(DATASET ENTRIES)

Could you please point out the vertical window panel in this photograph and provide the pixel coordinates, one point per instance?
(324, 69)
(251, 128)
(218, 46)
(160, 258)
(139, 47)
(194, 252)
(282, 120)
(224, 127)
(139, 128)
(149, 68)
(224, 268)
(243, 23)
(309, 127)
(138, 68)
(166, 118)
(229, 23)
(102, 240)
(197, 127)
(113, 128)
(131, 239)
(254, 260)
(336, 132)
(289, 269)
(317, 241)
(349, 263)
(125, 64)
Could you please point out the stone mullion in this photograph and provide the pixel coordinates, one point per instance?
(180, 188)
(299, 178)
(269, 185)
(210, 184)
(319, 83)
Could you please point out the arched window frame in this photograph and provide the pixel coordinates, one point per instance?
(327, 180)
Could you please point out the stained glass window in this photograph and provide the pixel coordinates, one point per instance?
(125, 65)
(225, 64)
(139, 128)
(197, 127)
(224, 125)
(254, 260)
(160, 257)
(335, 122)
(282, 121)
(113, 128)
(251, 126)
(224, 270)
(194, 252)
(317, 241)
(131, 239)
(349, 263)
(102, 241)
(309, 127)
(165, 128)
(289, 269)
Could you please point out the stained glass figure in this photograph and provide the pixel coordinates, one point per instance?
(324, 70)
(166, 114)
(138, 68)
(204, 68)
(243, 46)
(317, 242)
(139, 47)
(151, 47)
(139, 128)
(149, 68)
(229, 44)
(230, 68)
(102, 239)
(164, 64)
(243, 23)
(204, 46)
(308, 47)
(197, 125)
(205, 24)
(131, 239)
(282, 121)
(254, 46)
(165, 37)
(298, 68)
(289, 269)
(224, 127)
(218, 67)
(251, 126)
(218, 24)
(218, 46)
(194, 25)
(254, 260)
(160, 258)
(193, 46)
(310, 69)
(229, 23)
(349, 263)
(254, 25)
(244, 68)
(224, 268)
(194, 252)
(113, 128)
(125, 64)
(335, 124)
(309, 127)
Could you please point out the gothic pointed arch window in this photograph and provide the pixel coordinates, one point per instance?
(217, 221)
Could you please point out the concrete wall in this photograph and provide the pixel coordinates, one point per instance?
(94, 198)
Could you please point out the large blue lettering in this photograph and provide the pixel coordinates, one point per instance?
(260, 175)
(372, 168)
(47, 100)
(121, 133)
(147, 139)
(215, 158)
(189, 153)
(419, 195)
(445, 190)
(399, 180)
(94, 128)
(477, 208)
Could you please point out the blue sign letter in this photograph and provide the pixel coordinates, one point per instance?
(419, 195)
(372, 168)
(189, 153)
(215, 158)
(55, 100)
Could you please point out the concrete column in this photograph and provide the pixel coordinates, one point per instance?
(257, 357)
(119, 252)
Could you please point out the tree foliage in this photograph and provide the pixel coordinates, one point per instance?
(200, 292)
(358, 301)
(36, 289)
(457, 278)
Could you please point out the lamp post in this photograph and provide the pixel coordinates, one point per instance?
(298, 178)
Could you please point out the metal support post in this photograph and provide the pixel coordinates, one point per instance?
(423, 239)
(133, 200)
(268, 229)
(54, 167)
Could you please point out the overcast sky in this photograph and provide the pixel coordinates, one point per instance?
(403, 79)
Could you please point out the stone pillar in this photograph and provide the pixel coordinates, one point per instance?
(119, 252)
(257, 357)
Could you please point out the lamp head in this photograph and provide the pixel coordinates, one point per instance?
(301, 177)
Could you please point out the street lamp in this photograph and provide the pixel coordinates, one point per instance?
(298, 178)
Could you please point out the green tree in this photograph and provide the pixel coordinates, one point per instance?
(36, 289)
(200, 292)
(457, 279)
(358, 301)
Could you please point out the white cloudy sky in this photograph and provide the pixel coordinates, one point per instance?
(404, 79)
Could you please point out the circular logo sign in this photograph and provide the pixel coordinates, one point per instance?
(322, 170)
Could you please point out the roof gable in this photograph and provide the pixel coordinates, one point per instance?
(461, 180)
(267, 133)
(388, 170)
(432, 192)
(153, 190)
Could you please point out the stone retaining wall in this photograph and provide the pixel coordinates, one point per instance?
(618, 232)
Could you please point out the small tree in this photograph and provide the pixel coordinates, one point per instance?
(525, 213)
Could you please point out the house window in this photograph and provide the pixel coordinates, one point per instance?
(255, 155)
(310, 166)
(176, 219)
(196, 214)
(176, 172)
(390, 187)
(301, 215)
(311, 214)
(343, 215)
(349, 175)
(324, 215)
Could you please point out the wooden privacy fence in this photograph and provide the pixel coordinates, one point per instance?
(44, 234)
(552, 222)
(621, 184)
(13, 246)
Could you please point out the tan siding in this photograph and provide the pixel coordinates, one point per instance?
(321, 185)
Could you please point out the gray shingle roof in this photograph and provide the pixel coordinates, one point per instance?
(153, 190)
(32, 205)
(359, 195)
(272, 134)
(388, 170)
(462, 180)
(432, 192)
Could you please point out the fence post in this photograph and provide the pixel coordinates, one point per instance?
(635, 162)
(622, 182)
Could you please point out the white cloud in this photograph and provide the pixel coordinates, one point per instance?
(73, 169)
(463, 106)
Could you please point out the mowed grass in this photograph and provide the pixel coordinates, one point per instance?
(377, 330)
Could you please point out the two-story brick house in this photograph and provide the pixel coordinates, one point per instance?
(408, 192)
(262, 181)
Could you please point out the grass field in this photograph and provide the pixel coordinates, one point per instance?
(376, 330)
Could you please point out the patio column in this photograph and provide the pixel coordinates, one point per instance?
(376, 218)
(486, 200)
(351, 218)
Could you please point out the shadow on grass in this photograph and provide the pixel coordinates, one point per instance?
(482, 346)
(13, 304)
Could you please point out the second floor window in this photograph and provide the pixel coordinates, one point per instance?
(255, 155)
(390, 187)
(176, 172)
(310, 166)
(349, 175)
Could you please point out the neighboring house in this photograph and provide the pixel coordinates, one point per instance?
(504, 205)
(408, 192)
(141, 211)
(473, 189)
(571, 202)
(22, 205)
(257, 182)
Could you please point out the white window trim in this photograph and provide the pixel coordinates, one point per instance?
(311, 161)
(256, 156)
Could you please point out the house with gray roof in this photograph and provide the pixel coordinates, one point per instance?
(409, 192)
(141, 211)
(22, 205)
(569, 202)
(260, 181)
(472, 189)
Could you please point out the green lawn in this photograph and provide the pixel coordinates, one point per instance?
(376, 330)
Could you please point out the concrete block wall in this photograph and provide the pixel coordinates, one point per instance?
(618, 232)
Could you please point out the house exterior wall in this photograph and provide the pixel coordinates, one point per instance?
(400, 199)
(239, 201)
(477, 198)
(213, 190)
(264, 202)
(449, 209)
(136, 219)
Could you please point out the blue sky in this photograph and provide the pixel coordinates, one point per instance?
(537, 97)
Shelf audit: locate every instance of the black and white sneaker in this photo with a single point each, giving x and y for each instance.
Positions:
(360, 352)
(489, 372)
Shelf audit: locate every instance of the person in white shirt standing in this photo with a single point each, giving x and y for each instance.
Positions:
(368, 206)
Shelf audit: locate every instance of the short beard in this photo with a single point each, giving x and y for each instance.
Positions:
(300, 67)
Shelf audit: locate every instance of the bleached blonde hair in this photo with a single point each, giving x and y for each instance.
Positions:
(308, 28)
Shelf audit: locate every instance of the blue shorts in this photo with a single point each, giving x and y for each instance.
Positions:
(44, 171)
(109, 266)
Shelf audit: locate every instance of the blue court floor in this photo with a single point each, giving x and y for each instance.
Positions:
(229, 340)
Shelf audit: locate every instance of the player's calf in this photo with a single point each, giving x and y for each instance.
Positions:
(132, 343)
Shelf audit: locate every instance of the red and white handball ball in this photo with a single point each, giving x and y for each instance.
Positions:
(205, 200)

(End DATASET ENTRIES)

**ASSIGNMENT**
The complete listing above is to be output again exactly.

**ANSWER TO THE EXERCISE**
Could you please point out the vertical window panel in this photograph and provide the pixel coordinates, one point per instance?
(324, 69)
(251, 128)
(218, 46)
(160, 258)
(139, 47)
(194, 252)
(282, 120)
(224, 127)
(139, 128)
(149, 68)
(224, 268)
(243, 23)
(309, 127)
(138, 68)
(166, 118)
(229, 23)
(102, 240)
(197, 127)
(113, 128)
(131, 239)
(254, 260)
(336, 132)
(289, 269)
(317, 241)
(349, 263)
(125, 64)
Could you please point out the stone mullion in this photograph and provide the pixel coordinates, one point per instance?
(180, 188)
(299, 178)
(269, 185)
(210, 184)
(319, 83)
Could you please point out the arched window frame in this photograph and provide the pixel coordinates, one point per instance?
(327, 180)
Could you please point out the stained glass window in this photograph and provide the pixel coordinates, one point per instance?
(125, 65)
(225, 64)
(139, 128)
(197, 127)
(224, 125)
(254, 260)
(160, 257)
(335, 122)
(282, 121)
(113, 128)
(251, 126)
(224, 270)
(194, 252)
(317, 241)
(131, 239)
(349, 263)
(102, 241)
(309, 127)
(165, 128)
(289, 269)
Could you please point out the stained glass figure in this photograph and provide the pixel coordinates, one point per instance?
(324, 70)
(166, 114)
(138, 68)
(204, 68)
(243, 46)
(317, 242)
(139, 47)
(151, 47)
(139, 128)
(149, 68)
(229, 44)
(230, 68)
(102, 239)
(164, 64)
(243, 23)
(204, 46)
(308, 47)
(197, 125)
(205, 24)
(131, 239)
(282, 121)
(254, 46)
(165, 37)
(298, 68)
(289, 269)
(224, 127)
(218, 67)
(251, 126)
(218, 24)
(218, 46)
(194, 25)
(254, 260)
(160, 258)
(193, 46)
(310, 69)
(229, 23)
(349, 263)
(254, 25)
(244, 68)
(224, 268)
(194, 252)
(113, 128)
(125, 64)
(335, 124)
(309, 127)
Could you please point out the gothic pointed arch window in this photograph and provide the pixel coordinates, one point per instance?
(217, 221)
Could you please point out the concrete wall in this photograph and provide the pixel coordinates, one point per instance?
(94, 198)
Could you please point out the large blue lettering in this photograph and provide the pixel coordinates, one point per instance?
(260, 175)
(372, 168)
(47, 100)
(121, 133)
(147, 139)
(215, 158)
(189, 153)
(419, 195)
(445, 190)
(399, 180)
(94, 128)
(477, 208)
Could you please point out the blue sign letter in this photograph and provide the pixel coordinates, one point per instance?
(419, 195)
(372, 168)
(189, 153)
(215, 158)
(55, 100)
Could you please point out the concrete column in this photograph and provide the pixel coordinates, one point per instance?
(257, 357)
(119, 252)
Could you please point out the tree foliage in this photograph and provide the pixel coordinates, one point per instance?
(200, 292)
(358, 301)
(36, 289)
(457, 278)
Could you please point out the lamp post in this photograph and provide the pixel coordinates, one point per instance?
(298, 178)
Could you please point out the metal support post in this photograph and provide the pixel coordinates, one point per instance?
(423, 239)
(133, 200)
(268, 229)
(54, 167)
Could you please point out the overcast sky in this photograph and provide the pixel coordinates, one point per instance?
(403, 79)
Could you please point out the stone pillar in this photograph and provide the pixel coordinates, one point per instance?
(119, 252)
(257, 357)
Could you please point out the lamp head in this photograph and provide the pixel coordinates, one point per instance?
(301, 177)
Could you please point out the street lamp in this photograph and provide the pixel coordinates, one point per instance?
(298, 178)
Could you please point out the green tree in this photograph and provide the pixel coordinates, one point per instance?
(36, 289)
(200, 292)
(457, 279)
(358, 301)
Could you please point out the white cloudy sky in this photograph and provide the pixel coordinates, one point per instance?
(404, 79)
Could you please point out the circular logo sign in this photograph and provide the pixel coordinates, one point per instance?
(322, 170)
Could you please point out the roof gable in this photograph and provide the pixel coordinates, one point per instance?
(461, 180)
(267, 133)
(388, 170)
(432, 192)
(153, 190)
Could you please point out the stone retaining wall in this photograph and provide the pixel coordinates, one point per instance?
(618, 232)
Could you please point out the small tree in this photograph and provide the pixel coordinates, one point per instance?
(525, 213)
Could you please point out the house window in this photograph and provide the pixel coordinates, one point per instance?
(255, 155)
(310, 166)
(176, 219)
(196, 214)
(176, 172)
(390, 187)
(301, 215)
(311, 214)
(343, 215)
(349, 175)
(324, 215)
Could you please point out the wooden privacy fence in this photograph and provide the pixel coordinates, one point per instance?
(44, 234)
(552, 222)
(621, 184)
(13, 246)
Could you please point out the tan siding in this photograph and provide the pixel coordinates, one point per instance?
(321, 185)
Could you please point out the gray shingle roof in this photograph and provide the pixel coordinates, one point per instance?
(153, 190)
(32, 205)
(359, 195)
(272, 134)
(388, 170)
(462, 180)
(432, 192)
Could you please point out the fence post in this photograph and provide the pixel coordinates, one point per instance?
(635, 162)
(622, 182)
Could you please point out the white cloud in this photograph and provide the pixel coordinates, one point per instance?
(73, 169)
(463, 106)
Could you please point out the mowed grass in this photograph and provide the pixel coordinates, one point per instance?
(377, 330)
Could you please point out the two-story brick house in this photograph and provide the pixel coordinates, one point per instance?
(408, 192)
(262, 181)
Could you please point out the grass field in this photograph and provide the pixel coordinates, one point per instance?
(376, 330)
Could you please point out the patio column in this photograph and provide the pixel coordinates, one point per instance?
(376, 218)
(486, 200)
(351, 218)
Could you please point out the shadow on grass in this photograph and provide the pixel coordinates, one point per instance?
(482, 346)
(13, 304)
Could you please point out the second floor window in this photograph and provide the pixel coordinates, one point per instance?
(255, 155)
(390, 187)
(176, 172)
(310, 166)
(349, 175)
Could you please point out the neighboring house in this photograph and provide the pixel coordinates, one point per instance?
(504, 205)
(408, 192)
(141, 211)
(473, 189)
(571, 202)
(22, 205)
(257, 182)
Could you please point out the white window trim in this photograph and provide the pixel coordinates, one point per instance?
(311, 161)
(256, 156)
Could you please point out the house with gray roof in this photograph and provide the pixel coordinates, one point per instance?
(409, 192)
(141, 211)
(22, 205)
(569, 202)
(260, 181)
(472, 189)
Could you please point out the green lawn in this photograph and provide the pixel coordinates, one point per instance?
(376, 330)
Could you please point out the concrete block wall in this photograph and provide the pixel coordinates, one point per instance?
(618, 232)
Could you please point out the house exterior wall in this photograph and provide the pixel coordinates, one point per instance?
(400, 199)
(239, 201)
(477, 198)
(213, 190)
(264, 202)
(449, 209)
(136, 219)
Could you please point out the blue sky in this photograph and provide the pixel coordinates, one point per instance?
(537, 97)
Shelf audit: locate every instance of the black and white sneaker in this photo with a single point each, giving x and y for each instance.
Positions:
(360, 352)
(489, 372)
Shelf audit: locate every instance of the person in white shirt standing in this photo with a single point each, giving x and y for each instance.
Positions:
(368, 206)
Shelf audit: locate every instance of the short beard in this photo with a single point each, giving x and y for each instance.
Positions:
(300, 67)
Shelf audit: locate every instance of the bleached blonde hair in this photo with a single point each, giving x and y for each instance.
Positions:
(308, 28)
Shelf audit: locate every instance of the blue shorts in this photo with a single point each, giving x and y for each instance.
Positions:
(44, 171)
(109, 266)
Shelf audit: locate every instance of the blue court floor in this photo with a single point each, giving x and y for each instance.
Positions:
(229, 340)
Shelf audit: locate every instance of the player's calf in this photo with a single point each, giving x and y for each instance.
Positions:
(132, 343)
Shelf audit: locate every instance of the red and white handball ball in this photo with a single point each, giving x and y for each instance.
Positions:
(205, 200)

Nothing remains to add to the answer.